[Task directions] Tally the lines in the material below that hold the string "building" and report the tally alone.

[Material for the task]
..............................

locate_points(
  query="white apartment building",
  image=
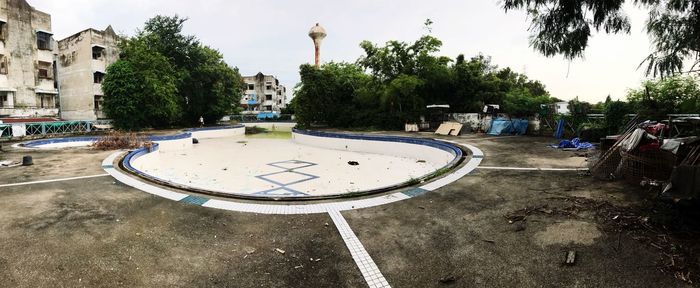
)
(263, 93)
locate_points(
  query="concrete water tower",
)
(317, 33)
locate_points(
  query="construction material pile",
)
(637, 155)
(645, 155)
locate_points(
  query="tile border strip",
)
(260, 208)
(187, 133)
(434, 143)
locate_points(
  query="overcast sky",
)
(271, 36)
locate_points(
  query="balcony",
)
(97, 89)
(29, 111)
(99, 65)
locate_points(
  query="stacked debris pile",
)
(654, 154)
(118, 140)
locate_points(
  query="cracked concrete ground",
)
(98, 233)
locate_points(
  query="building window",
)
(97, 52)
(43, 40)
(98, 77)
(3, 31)
(45, 70)
(98, 102)
(46, 100)
(3, 64)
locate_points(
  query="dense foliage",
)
(674, 95)
(392, 84)
(166, 78)
(140, 89)
(564, 27)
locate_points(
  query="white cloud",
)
(270, 36)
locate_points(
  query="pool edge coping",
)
(284, 208)
(458, 158)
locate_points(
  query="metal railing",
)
(256, 118)
(34, 129)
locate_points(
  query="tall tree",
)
(564, 28)
(207, 86)
(140, 89)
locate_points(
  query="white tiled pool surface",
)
(242, 165)
(368, 268)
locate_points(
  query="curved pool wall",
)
(166, 142)
(406, 147)
(429, 149)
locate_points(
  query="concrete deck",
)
(95, 232)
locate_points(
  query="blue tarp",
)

..............................

[Expected answer] 2